-- SHORT EXERCISE --
Please list each challenge that the article on US wine exports says Wine Institute California partly blamed for the drop.

-- DOCUMENT SECTION --
Value of US wine exports falls for first time in seven yearsBy Lauren Eads
The value of US wine exports fell by 5.5% in 2017 to $5.53 billion, drawing a line under seven years of consecutive growth, with the biggest decline seen in exports to the European Union, while volumes have soared in both Singapore and Hong Kong.
Overall, US wine exports reached $1.53 billion in value and 380 million litres (42.2 million cases) in 2017, representing a decline of 5.5% and 7.9% respectively. Of those exports, 97% were from California, which saw exports decrease 5.5% in value and 7.9% in volume.
It is the first decline in growth reported by the country following seven years of consecutive growth, having reached a record high of $1.62 billion in 2016.
Wine institute California attributed the drop in part to challenges posed by a “strong dollar, heavily-subsidized foreign wine producers and competitors forging free trade agreements in key markets”.
Specifically, the European Union saw the biggest drop overall for US exports, which fell by 19% in value and 10% by volume. For the UK’s part – which is in the midst of negotiating its exit from the EU – Justin Knock MW, Wine Institute California’s UK trade director, said that the pound had “strengthened in the past six months” resulting in a positive start to 2018.
It follows a report by Rabobank released last year that also reported on falling sales of US wine to the EU, which it said had dropped 15% by volume and 8% by value, with both bottled wine and bulk shipments down by around 15%, analysts said.
Despite fluctuation, the European Union’s 28-member countries remain the biggest market for US wine exports, accounting for $553 million and 198.7m litres, followed by Canada ($444m), Hong Kong ($119m), Japan ($94m), China ($79m), South Korea ($25m), Mexico ($23m), Singapore ($17m), Philippines ($14m), and the Dominican Republic ($13m).
Singapore saw the biggest uplift of US wine imports, rising 22% in value and 1.6% in volume, followed by Hong Kong, which saw value rise by 21%, but volumes decline by 25% – the biggest drop of any market by volume – highlighting a readjustment of the market toward more premium offerings.
“California wine exports have grown nearly 70% by value in the past decade,” said Wine Institute vice president of international marketing Linsey Gallagher. “Our global marketing efforts focusing on the quality and diversity of California wine continue to gain traction with our trading partners throughout the world.”

-- SUPPLIED MATERIAL --
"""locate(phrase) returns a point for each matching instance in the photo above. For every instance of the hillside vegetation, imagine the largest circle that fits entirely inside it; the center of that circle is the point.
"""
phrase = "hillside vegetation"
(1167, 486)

-- PROBLEM SOLUTION --
- a strong dollar
- heavily-subsidized foreign wine producers
- competitors forging free trade agreements in key markets